● Aim of the task
Can you put the lines below into a numbered list, leaving out any blank lines?
┄┄┄┄┄┄┄┄┄┄┄┄┄┄┄┄┄┄┄┄
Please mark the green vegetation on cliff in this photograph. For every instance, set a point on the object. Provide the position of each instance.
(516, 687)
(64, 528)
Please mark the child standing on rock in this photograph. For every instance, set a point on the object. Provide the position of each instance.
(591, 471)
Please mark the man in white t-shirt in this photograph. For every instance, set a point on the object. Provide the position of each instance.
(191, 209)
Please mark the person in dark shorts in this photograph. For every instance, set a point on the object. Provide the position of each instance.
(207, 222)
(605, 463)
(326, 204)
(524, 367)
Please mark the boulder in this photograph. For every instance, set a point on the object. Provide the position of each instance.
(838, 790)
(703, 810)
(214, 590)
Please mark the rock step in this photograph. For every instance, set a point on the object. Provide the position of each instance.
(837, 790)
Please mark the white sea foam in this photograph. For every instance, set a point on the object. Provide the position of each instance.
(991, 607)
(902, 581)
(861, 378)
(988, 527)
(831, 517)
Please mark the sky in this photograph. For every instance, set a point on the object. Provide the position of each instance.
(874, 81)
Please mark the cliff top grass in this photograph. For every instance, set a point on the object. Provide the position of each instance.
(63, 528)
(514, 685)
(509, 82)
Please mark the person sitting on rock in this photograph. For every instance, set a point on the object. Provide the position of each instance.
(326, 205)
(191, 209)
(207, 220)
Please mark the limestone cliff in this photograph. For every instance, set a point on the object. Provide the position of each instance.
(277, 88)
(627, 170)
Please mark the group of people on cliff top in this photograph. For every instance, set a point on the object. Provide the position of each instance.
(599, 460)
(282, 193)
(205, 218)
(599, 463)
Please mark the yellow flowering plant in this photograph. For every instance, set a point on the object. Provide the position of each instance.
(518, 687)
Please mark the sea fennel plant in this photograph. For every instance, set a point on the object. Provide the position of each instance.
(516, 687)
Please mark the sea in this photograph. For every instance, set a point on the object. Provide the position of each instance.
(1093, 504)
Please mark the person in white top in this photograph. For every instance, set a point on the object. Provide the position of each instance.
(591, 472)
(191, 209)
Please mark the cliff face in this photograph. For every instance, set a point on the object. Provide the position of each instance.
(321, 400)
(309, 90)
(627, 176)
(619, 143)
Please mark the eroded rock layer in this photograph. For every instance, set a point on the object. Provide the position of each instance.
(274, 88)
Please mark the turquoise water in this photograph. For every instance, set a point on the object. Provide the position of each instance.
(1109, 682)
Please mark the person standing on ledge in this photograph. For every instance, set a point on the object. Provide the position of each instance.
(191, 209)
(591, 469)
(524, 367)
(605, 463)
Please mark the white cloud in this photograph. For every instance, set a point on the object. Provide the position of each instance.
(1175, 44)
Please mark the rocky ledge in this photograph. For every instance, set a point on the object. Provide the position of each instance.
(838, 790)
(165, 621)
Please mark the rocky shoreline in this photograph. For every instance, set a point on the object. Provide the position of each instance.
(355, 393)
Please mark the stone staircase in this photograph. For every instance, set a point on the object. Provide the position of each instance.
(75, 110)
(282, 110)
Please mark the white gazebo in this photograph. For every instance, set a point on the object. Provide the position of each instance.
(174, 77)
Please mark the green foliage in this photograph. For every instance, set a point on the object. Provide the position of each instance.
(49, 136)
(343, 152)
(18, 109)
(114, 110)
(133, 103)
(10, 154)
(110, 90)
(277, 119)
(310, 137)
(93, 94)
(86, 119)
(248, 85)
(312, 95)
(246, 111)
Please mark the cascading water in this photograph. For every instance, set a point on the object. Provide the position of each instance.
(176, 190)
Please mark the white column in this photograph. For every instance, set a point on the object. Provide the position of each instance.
┄┄┄┄┄┄┄┄┄┄┄┄┄┄┄┄┄┄┄┄
● Response for this exercise
1. Please mark the green vegetation on cliff in this photograph. For every instance, set a point on the object. Provide the position of each instance.
2. (516, 687)
3. (64, 528)
4. Please mark the child standing on rock in this photograph. For every instance, set a point on the object. Provide the position of each instance.
5. (591, 471)
6. Please mark the man in white t-shirt in this photograph. For every instance, set a point on the object. Provide the position of each instance.
7. (191, 209)
8. Please mark the person in dark shorts in this photograph. For every instance, set a point on the object. Provide the position of each instance.
9. (207, 222)
10. (605, 463)
11. (326, 204)
12. (524, 367)
13. Please mark the boulder in this photograph. For every instance, set a point on the object. Provide the position of each instance.
14. (838, 790)
15. (703, 810)
16. (214, 590)
17. Please mark the rock step in this photograph. For every instance, set a point on the object. Provide the position of each instance.
18. (837, 790)
19. Please mark the white sea foam in this photograph. For every instance, set a point on the object. Provide the position of each instance.
20. (991, 607)
21. (902, 581)
22. (861, 378)
23. (988, 527)
24. (831, 517)
25. Please mark the sky in this photograph. For every instance, set a point on the object. Provide the position of each instance.
26. (874, 81)
27. Please mark the cliff top grass in this photograph. For every instance, set a point on the object. Provide the position of each instance.
28. (63, 528)
29. (514, 685)
30. (509, 82)
31. Please mark the person sitting on rock in this photograph. For every instance, set a point on the object. Provide the position of each instance.
32. (326, 205)
33. (191, 209)
34. (207, 220)
35. Please mark the limestone cliff in this photograph. For every instance, set a point on the object. Provide the position of each instance.
36. (277, 88)
37. (627, 170)
38. Please mark the group of people on cliff top in this photograph. For every instance, set a point on the object. Provide the position of each instance.
39. (599, 460)
40. (282, 193)
41. (205, 218)
42. (599, 463)
43. Please mark the yellow flowering plant in this photograph. For every instance, set a point on the object. Provide the position of each instance.
44. (518, 687)
45. Please mark the sea fennel plant in this photograph. For every instance, set a point on the object. Provide the position of each instance.
46. (516, 687)
47. Please mark the sea in this photograph. For every instance, set a point on the object. Provide the position of each instance.
48. (1093, 504)
49. Please mark the person in white top in this photograph. For every instance, set a point on the object. Provide the position of each instance.
50. (591, 472)
51. (191, 209)
52. Please mark the cliff face in this photograph. For every instance, set a point on the object. Provide the position of each instance.
53. (321, 400)
54. (309, 90)
55. (627, 176)
56. (619, 143)
57. Please mark the eroded rock layer in this photograph. For every instance, set a point on the object. Provide the position of each instance.
58. (274, 88)
59. Please mark the turquoise water in this photograph. For every instance, set a point on the object. Provide the position of each instance.
60. (1109, 682)
61. Please mark the person standing on ledge in this photograph. For every instance, set a point on the object. Provide the position of each instance.
62. (191, 209)
63. (591, 469)
64. (524, 367)
65. (605, 463)
66. Please mark the white cloud in this photograph. For every instance, set a point on the object. Provide the position of each instance.
67. (1175, 44)
68. Please mark the rocky ledge in this photograph. For every instance, set a point on the object. Provide the position of each instance.
69. (838, 790)
70. (165, 621)
71. Please mark the rocky shoreline in this photograph. For every instance, set a point on the object. Provide the position of each instance.
72. (355, 393)
73. Please mark the stone staircase in this photograph. For every instance, set a point on the object. Provide the position of each instance.
74. (75, 110)
75. (282, 110)
76. Please mark the white gazebo in this photograph. For every instance, set a point on the object. Provide the position of each instance.
77. (174, 77)
78. Please mark the green foliage in this photograph. For every instance, set a point on the object. Provide the position of each instance.
79. (49, 136)
80. (343, 152)
81. (18, 109)
82. (114, 110)
83. (133, 103)
84. (10, 154)
85. (110, 90)
86. (277, 119)
87. (310, 137)
88. (93, 94)
89. (86, 119)
90. (248, 85)
91. (312, 95)
92. (246, 111)
93. Please mark the cascading water in this photograph. For every instance, set a point on the object. Provide the position of each instance.
94. (176, 190)
95. Please mark the white column in this photograph. For every instance, set a point on the object. Provide the position of each instance.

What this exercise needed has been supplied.